[A run of records]
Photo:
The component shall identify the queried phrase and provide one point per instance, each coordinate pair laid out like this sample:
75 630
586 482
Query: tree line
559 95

• [Stated exercise]: Please repeat all of the data above line for line, without any changes.

• [Answer to the problem]:
Photo:
The component shall identify the queried phrase and provide one point per instance, each coordinate pair laid out like this sample:
75 630
586 482
Query: tree line
559 95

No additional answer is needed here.